---------- Provided records ----------
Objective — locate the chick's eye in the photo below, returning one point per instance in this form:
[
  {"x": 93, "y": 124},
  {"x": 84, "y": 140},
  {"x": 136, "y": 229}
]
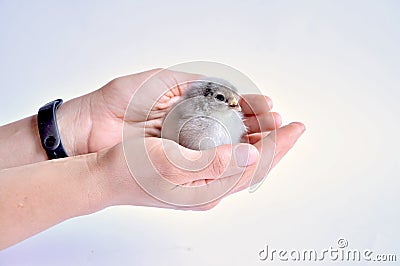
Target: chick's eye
[{"x": 220, "y": 97}]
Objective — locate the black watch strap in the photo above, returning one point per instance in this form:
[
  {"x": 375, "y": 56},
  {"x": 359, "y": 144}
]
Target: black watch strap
[{"x": 48, "y": 130}]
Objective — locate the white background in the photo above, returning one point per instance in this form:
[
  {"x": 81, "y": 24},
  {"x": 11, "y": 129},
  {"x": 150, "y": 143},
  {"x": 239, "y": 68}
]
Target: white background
[{"x": 334, "y": 65}]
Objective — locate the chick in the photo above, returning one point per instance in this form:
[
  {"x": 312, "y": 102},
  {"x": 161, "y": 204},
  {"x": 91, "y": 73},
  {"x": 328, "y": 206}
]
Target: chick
[{"x": 208, "y": 115}]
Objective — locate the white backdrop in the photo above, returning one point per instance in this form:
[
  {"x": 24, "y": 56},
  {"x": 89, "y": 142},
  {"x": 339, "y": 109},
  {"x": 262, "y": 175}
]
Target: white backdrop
[{"x": 333, "y": 65}]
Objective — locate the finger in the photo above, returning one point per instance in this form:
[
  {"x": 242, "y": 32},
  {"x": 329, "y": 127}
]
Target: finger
[
  {"x": 263, "y": 122},
  {"x": 253, "y": 104},
  {"x": 282, "y": 140},
  {"x": 185, "y": 166},
  {"x": 286, "y": 137}
]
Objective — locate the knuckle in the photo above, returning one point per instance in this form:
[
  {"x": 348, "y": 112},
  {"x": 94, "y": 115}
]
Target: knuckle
[{"x": 218, "y": 166}]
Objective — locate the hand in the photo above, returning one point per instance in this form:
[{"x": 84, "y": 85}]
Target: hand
[
  {"x": 151, "y": 158},
  {"x": 95, "y": 121}
]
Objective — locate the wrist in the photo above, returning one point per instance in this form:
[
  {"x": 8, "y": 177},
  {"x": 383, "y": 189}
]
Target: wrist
[{"x": 73, "y": 119}]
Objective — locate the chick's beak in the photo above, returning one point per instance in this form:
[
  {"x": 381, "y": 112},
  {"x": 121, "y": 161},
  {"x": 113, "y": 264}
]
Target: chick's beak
[{"x": 235, "y": 105}]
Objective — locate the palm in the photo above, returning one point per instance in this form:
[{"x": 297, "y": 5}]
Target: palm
[{"x": 111, "y": 107}]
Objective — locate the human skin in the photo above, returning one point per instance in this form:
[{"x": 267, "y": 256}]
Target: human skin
[{"x": 36, "y": 193}]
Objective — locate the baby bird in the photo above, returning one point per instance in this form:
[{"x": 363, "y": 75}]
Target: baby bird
[{"x": 208, "y": 115}]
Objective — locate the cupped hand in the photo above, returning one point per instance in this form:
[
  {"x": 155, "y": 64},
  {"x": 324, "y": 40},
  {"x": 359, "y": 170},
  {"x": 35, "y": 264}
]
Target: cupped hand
[
  {"x": 95, "y": 121},
  {"x": 162, "y": 171}
]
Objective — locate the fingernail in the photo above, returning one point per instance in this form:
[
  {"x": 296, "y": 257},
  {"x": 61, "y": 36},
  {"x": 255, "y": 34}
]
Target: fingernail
[
  {"x": 303, "y": 127},
  {"x": 246, "y": 155}
]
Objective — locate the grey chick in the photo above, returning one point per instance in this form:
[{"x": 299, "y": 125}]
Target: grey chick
[{"x": 208, "y": 115}]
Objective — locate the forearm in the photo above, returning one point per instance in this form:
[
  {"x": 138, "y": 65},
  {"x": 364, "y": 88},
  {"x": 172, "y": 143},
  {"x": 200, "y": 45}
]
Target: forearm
[{"x": 37, "y": 196}]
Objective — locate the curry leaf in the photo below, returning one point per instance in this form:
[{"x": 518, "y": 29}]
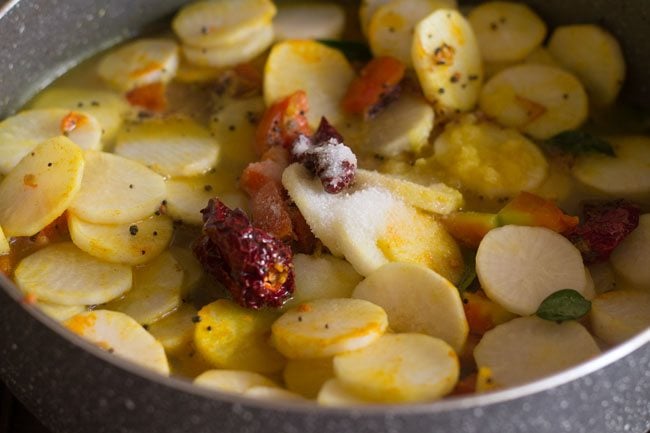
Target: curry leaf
[{"x": 566, "y": 304}]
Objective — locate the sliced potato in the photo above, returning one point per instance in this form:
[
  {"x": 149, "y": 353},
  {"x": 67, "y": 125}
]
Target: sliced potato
[
  {"x": 581, "y": 50},
  {"x": 437, "y": 198},
  {"x": 529, "y": 348},
  {"x": 41, "y": 187},
  {"x": 119, "y": 334},
  {"x": 326, "y": 327},
  {"x": 627, "y": 174},
  {"x": 233, "y": 381},
  {"x": 322, "y": 72},
  {"x": 619, "y": 315},
  {"x": 489, "y": 160},
  {"x": 21, "y": 133},
  {"x": 226, "y": 56},
  {"x": 131, "y": 244},
  {"x": 209, "y": 23},
  {"x": 156, "y": 290},
  {"x": 506, "y": 31},
  {"x": 631, "y": 259},
  {"x": 321, "y": 277},
  {"x": 107, "y": 107},
  {"x": 514, "y": 264},
  {"x": 232, "y": 337},
  {"x": 539, "y": 100},
  {"x": 307, "y": 376},
  {"x": 447, "y": 61},
  {"x": 175, "y": 330},
  {"x": 417, "y": 300},
  {"x": 140, "y": 62},
  {"x": 116, "y": 190},
  {"x": 309, "y": 21},
  {"x": 400, "y": 368},
  {"x": 390, "y": 32}
]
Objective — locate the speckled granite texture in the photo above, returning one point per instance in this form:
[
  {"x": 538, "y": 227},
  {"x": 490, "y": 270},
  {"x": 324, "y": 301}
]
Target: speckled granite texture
[{"x": 73, "y": 387}]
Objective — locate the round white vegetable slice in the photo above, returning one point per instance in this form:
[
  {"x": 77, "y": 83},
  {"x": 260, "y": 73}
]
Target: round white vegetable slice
[
  {"x": 540, "y": 100},
  {"x": 119, "y": 334},
  {"x": 221, "y": 57},
  {"x": 326, "y": 327},
  {"x": 309, "y": 21},
  {"x": 322, "y": 72},
  {"x": 631, "y": 259},
  {"x": 529, "y": 348},
  {"x": 390, "y": 32},
  {"x": 490, "y": 160},
  {"x": 21, "y": 133},
  {"x": 131, "y": 244},
  {"x": 233, "y": 381},
  {"x": 138, "y": 63},
  {"x": 618, "y": 315},
  {"x": 108, "y": 108},
  {"x": 169, "y": 146},
  {"x": 41, "y": 187},
  {"x": 506, "y": 31},
  {"x": 417, "y": 300},
  {"x": 156, "y": 290},
  {"x": 63, "y": 274},
  {"x": 581, "y": 50},
  {"x": 447, "y": 61},
  {"x": 209, "y": 23},
  {"x": 116, "y": 190},
  {"x": 627, "y": 174},
  {"x": 519, "y": 267},
  {"x": 321, "y": 277},
  {"x": 400, "y": 368}
]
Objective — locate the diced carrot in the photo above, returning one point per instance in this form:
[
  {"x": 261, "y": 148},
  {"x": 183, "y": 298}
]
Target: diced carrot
[
  {"x": 282, "y": 122},
  {"x": 377, "y": 79}
]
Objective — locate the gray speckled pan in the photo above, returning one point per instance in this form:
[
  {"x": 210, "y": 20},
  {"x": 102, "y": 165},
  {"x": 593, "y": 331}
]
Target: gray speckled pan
[{"x": 74, "y": 387}]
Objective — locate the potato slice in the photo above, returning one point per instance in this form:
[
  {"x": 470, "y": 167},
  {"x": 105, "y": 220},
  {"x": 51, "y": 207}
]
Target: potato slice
[
  {"x": 513, "y": 263},
  {"x": 307, "y": 376},
  {"x": 447, "y": 61},
  {"x": 21, "y": 133},
  {"x": 140, "y": 62},
  {"x": 326, "y": 327},
  {"x": 619, "y": 315},
  {"x": 41, "y": 187},
  {"x": 626, "y": 175},
  {"x": 400, "y": 368},
  {"x": 581, "y": 50},
  {"x": 231, "y": 337},
  {"x": 321, "y": 277},
  {"x": 233, "y": 381},
  {"x": 175, "y": 330},
  {"x": 226, "y": 56},
  {"x": 391, "y": 27},
  {"x": 417, "y": 300},
  {"x": 119, "y": 334},
  {"x": 107, "y": 107},
  {"x": 63, "y": 274},
  {"x": 116, "y": 190},
  {"x": 210, "y": 23},
  {"x": 156, "y": 290},
  {"x": 506, "y": 32},
  {"x": 322, "y": 72},
  {"x": 491, "y": 161},
  {"x": 631, "y": 259},
  {"x": 529, "y": 348},
  {"x": 436, "y": 198},
  {"x": 539, "y": 100},
  {"x": 309, "y": 21},
  {"x": 131, "y": 244}
]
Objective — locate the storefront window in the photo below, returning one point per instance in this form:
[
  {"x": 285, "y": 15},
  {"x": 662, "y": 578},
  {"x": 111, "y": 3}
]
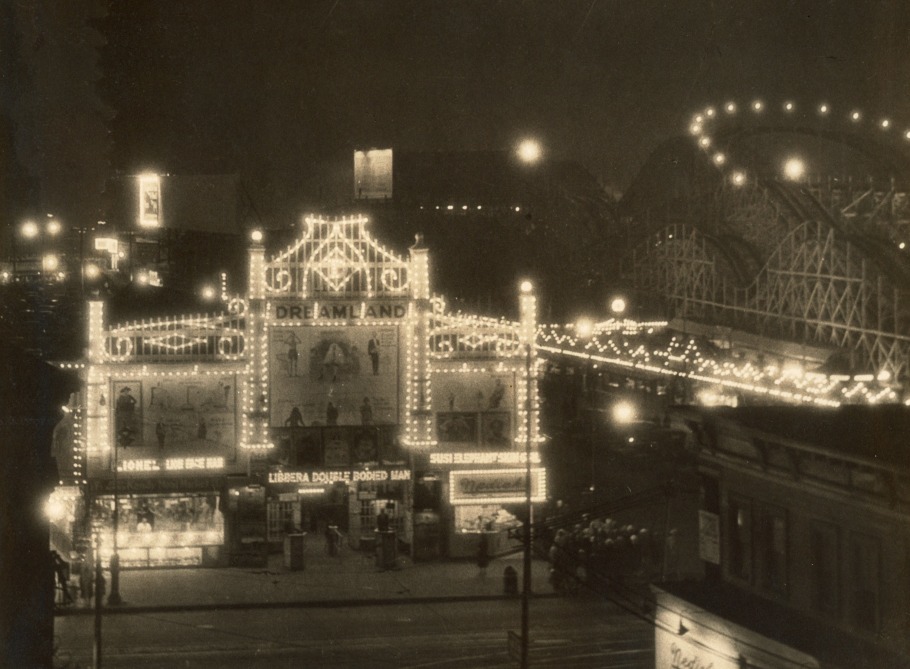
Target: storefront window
[{"x": 740, "y": 522}]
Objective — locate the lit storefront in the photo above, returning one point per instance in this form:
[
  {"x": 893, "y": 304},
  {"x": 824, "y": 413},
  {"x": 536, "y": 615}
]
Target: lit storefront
[{"x": 336, "y": 389}]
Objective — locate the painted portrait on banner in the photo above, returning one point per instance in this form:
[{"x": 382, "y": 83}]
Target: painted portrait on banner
[
  {"x": 127, "y": 398},
  {"x": 334, "y": 375},
  {"x": 474, "y": 409},
  {"x": 175, "y": 417}
]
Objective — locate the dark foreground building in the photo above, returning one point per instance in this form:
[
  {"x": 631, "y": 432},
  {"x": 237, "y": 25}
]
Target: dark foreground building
[{"x": 805, "y": 536}]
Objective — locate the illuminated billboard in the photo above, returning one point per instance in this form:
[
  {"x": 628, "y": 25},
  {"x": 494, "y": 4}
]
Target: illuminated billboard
[
  {"x": 162, "y": 417},
  {"x": 496, "y": 486},
  {"x": 475, "y": 410},
  {"x": 149, "y": 201},
  {"x": 334, "y": 375},
  {"x": 373, "y": 174}
]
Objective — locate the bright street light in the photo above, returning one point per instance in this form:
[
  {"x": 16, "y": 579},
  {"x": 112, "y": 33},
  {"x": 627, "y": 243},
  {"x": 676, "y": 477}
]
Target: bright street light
[
  {"x": 50, "y": 263},
  {"x": 623, "y": 412},
  {"x": 794, "y": 169},
  {"x": 529, "y": 151}
]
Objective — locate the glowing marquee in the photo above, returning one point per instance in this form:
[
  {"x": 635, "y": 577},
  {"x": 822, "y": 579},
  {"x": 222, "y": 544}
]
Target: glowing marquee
[
  {"x": 496, "y": 486},
  {"x": 149, "y": 201},
  {"x": 482, "y": 458},
  {"x": 169, "y": 464},
  {"x": 339, "y": 476}
]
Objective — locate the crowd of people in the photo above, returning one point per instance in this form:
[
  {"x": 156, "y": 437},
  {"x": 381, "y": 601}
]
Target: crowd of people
[{"x": 605, "y": 549}]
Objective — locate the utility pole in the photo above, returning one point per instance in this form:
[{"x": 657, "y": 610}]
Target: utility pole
[{"x": 99, "y": 596}]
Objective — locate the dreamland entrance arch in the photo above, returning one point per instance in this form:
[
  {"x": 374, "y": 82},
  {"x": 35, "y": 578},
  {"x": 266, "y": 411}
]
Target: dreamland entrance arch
[{"x": 338, "y": 387}]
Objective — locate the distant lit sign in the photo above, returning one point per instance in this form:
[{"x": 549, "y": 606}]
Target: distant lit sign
[
  {"x": 169, "y": 464},
  {"x": 339, "y": 476},
  {"x": 308, "y": 311},
  {"x": 106, "y": 244},
  {"x": 709, "y": 536},
  {"x": 491, "y": 486},
  {"x": 373, "y": 174},
  {"x": 482, "y": 458},
  {"x": 149, "y": 201}
]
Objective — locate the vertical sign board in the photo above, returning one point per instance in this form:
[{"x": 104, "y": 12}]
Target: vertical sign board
[
  {"x": 334, "y": 375},
  {"x": 672, "y": 651},
  {"x": 373, "y": 174},
  {"x": 149, "y": 201},
  {"x": 709, "y": 536}
]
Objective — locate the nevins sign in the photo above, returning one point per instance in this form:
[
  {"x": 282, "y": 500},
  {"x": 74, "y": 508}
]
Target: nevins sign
[
  {"x": 309, "y": 311},
  {"x": 339, "y": 475},
  {"x": 495, "y": 485}
]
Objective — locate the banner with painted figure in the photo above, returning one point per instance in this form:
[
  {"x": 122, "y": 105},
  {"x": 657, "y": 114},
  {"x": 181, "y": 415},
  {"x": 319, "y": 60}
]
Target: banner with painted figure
[
  {"x": 333, "y": 376},
  {"x": 475, "y": 410},
  {"x": 195, "y": 415}
]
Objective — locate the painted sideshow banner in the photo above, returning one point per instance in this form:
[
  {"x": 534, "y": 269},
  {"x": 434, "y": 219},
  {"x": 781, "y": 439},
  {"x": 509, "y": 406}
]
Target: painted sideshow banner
[
  {"x": 177, "y": 416},
  {"x": 474, "y": 409},
  {"x": 334, "y": 376}
]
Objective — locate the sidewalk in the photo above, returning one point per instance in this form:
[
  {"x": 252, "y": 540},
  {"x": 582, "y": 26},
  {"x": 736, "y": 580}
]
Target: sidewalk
[{"x": 348, "y": 579}]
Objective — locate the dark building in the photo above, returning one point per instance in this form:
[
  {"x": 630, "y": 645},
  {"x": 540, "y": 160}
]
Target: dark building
[
  {"x": 804, "y": 531},
  {"x": 31, "y": 394}
]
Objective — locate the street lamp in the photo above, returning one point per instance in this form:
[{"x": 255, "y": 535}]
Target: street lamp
[
  {"x": 794, "y": 169},
  {"x": 528, "y": 319},
  {"x": 28, "y": 230}
]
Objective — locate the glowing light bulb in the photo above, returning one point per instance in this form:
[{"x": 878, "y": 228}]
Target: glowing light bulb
[{"x": 794, "y": 169}]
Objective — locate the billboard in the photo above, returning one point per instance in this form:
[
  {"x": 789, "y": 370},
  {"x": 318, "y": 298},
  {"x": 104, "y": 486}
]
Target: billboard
[
  {"x": 475, "y": 410},
  {"x": 327, "y": 376},
  {"x": 168, "y": 417},
  {"x": 373, "y": 174}
]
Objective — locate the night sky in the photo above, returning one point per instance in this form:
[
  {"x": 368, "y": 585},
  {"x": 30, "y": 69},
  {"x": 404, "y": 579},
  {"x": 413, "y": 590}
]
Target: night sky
[{"x": 282, "y": 90}]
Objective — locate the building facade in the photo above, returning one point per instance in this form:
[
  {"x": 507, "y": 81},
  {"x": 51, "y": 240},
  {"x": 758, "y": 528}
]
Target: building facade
[
  {"x": 338, "y": 396},
  {"x": 805, "y": 538}
]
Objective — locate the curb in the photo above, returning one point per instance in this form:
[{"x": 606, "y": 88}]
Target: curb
[{"x": 127, "y": 609}]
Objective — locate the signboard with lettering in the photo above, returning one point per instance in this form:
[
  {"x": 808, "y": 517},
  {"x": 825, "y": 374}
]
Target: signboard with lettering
[
  {"x": 475, "y": 410},
  {"x": 150, "y": 201},
  {"x": 483, "y": 458},
  {"x": 303, "y": 312},
  {"x": 334, "y": 375},
  {"x": 496, "y": 486},
  {"x": 167, "y": 417}
]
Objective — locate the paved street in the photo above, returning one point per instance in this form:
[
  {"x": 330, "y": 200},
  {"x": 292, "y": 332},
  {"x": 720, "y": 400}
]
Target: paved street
[{"x": 578, "y": 632}]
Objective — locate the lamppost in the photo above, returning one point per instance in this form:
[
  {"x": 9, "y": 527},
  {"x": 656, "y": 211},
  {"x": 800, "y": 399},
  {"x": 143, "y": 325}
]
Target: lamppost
[
  {"x": 584, "y": 330},
  {"x": 528, "y": 337},
  {"x": 99, "y": 576},
  {"x": 114, "y": 598}
]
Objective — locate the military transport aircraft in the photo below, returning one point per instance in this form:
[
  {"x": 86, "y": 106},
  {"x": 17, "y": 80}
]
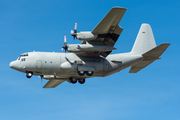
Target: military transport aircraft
[{"x": 91, "y": 58}]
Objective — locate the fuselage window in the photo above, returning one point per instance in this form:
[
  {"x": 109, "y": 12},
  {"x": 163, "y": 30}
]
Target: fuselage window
[{"x": 23, "y": 59}]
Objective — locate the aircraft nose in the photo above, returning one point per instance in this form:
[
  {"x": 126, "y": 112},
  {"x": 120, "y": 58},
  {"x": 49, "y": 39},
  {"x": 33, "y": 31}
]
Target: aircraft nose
[{"x": 12, "y": 64}]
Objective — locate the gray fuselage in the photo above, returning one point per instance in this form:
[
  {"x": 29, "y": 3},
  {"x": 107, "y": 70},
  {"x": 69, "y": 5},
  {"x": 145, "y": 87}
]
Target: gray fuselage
[{"x": 66, "y": 65}]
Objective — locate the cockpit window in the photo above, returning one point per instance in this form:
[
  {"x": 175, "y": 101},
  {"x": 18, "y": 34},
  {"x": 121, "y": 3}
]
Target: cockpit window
[{"x": 23, "y": 55}]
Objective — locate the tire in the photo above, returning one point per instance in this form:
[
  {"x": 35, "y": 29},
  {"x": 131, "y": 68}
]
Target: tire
[
  {"x": 89, "y": 73},
  {"x": 73, "y": 80},
  {"x": 81, "y": 73},
  {"x": 29, "y": 74},
  {"x": 81, "y": 81}
]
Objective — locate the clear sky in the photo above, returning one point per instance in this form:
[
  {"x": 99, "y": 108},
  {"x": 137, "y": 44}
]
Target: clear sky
[{"x": 151, "y": 94}]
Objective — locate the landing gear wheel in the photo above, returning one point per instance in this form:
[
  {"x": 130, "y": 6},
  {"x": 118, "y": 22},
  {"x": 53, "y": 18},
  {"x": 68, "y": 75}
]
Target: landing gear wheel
[
  {"x": 81, "y": 81},
  {"x": 81, "y": 73},
  {"x": 73, "y": 80},
  {"x": 89, "y": 73},
  {"x": 29, "y": 74}
]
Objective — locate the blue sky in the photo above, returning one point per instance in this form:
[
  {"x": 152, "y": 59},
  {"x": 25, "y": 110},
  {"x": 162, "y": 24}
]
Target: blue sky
[{"x": 28, "y": 25}]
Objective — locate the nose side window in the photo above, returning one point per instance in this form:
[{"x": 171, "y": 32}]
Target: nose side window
[{"x": 23, "y": 59}]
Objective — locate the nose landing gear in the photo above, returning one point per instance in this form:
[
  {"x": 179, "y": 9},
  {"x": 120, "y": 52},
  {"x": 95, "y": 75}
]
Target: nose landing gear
[{"x": 29, "y": 74}]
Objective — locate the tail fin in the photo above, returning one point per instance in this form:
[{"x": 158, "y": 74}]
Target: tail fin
[{"x": 144, "y": 40}]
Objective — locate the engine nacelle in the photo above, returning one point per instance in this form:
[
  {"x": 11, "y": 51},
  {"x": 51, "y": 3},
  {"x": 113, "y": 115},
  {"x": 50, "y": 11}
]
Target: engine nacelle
[{"x": 86, "y": 36}]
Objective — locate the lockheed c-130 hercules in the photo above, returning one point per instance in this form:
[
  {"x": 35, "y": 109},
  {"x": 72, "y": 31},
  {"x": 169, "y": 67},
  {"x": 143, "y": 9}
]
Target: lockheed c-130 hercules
[{"x": 91, "y": 58}]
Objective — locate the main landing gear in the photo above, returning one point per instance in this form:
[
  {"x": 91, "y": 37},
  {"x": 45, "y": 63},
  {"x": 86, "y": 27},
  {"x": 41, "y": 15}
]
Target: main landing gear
[
  {"x": 74, "y": 80},
  {"x": 88, "y": 73},
  {"x": 29, "y": 74}
]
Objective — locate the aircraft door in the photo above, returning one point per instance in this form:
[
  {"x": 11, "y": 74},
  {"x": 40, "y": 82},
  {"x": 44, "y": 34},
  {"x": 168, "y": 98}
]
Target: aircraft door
[{"x": 38, "y": 64}]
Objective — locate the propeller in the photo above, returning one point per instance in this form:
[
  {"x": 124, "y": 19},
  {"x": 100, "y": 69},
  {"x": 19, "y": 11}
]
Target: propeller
[
  {"x": 73, "y": 33},
  {"x": 65, "y": 44},
  {"x": 41, "y": 77}
]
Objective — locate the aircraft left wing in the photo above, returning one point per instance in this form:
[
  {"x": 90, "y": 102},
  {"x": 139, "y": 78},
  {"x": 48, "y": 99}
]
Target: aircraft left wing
[
  {"x": 102, "y": 38},
  {"x": 108, "y": 30},
  {"x": 52, "y": 83}
]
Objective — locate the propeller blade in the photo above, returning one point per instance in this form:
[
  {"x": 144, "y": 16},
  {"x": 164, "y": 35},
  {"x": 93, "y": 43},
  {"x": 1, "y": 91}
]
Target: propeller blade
[
  {"x": 75, "y": 28},
  {"x": 73, "y": 33},
  {"x": 65, "y": 47}
]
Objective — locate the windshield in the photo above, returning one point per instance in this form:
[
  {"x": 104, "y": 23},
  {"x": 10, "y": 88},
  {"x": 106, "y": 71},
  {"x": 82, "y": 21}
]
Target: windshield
[{"x": 23, "y": 55}]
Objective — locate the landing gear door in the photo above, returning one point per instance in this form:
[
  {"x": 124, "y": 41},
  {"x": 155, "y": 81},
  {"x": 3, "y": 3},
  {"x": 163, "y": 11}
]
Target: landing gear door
[{"x": 38, "y": 64}]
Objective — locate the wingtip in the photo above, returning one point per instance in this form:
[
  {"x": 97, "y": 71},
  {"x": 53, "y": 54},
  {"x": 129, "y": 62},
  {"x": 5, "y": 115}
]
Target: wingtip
[{"x": 116, "y": 7}]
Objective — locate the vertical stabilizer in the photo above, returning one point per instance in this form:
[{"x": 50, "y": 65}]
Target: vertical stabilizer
[{"x": 144, "y": 40}]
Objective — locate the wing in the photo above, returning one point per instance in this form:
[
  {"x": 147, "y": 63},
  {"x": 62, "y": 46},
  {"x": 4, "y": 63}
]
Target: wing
[
  {"x": 52, "y": 83},
  {"x": 110, "y": 21},
  {"x": 107, "y": 30}
]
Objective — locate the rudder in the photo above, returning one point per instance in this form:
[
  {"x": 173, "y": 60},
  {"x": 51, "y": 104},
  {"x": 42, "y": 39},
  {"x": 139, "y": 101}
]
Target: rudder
[{"x": 144, "y": 41}]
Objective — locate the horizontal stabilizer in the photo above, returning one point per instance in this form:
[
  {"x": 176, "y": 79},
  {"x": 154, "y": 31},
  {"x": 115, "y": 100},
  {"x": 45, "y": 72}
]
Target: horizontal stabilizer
[
  {"x": 155, "y": 52},
  {"x": 149, "y": 57}
]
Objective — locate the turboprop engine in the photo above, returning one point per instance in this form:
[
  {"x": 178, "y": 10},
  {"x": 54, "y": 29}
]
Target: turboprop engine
[
  {"x": 86, "y": 36},
  {"x": 83, "y": 35}
]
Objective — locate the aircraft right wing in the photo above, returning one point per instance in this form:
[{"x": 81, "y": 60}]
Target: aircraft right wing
[{"x": 110, "y": 21}]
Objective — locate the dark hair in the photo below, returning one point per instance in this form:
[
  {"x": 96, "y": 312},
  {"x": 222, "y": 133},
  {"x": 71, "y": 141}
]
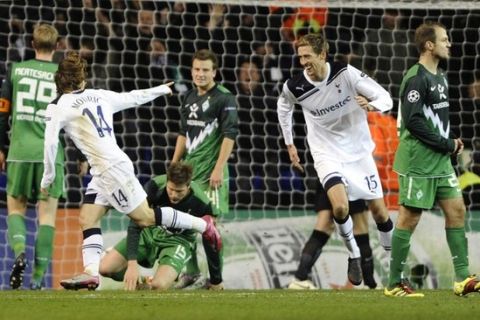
----------
# What this task involves
Report how many lines of the records above contain the word "below", giving only the number.

# Exercise solution
5